◆ Exercise task
Print the lines of the records verbatim, starting at the line that contains "of the forearm" and continuing up to and including the line that contains "pixel 464 378".

◆ Material supplied
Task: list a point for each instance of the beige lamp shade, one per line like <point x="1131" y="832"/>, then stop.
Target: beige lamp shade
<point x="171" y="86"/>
...
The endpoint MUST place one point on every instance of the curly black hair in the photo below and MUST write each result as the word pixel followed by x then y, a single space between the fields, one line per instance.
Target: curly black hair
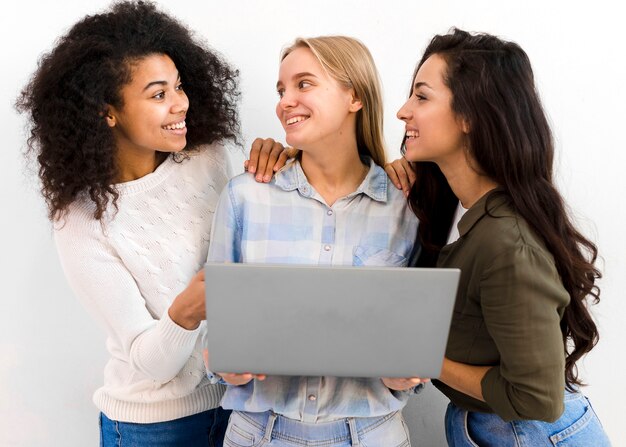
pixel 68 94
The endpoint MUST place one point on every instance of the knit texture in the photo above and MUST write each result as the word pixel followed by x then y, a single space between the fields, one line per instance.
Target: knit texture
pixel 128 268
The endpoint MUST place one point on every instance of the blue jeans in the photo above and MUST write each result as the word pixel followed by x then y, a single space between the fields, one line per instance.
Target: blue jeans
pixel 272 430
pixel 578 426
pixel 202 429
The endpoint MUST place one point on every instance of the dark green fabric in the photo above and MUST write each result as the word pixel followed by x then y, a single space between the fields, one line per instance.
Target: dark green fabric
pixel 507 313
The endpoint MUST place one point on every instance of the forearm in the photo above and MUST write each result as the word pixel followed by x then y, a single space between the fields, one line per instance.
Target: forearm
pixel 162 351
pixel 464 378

◆ Expected output
The endpoint MUST place one point on every instance of the forearm in the photo above and MUST write each result as the word pixel followed by x then y, a single space between the fields, one line per instance.
Target: forearm
pixel 162 351
pixel 464 378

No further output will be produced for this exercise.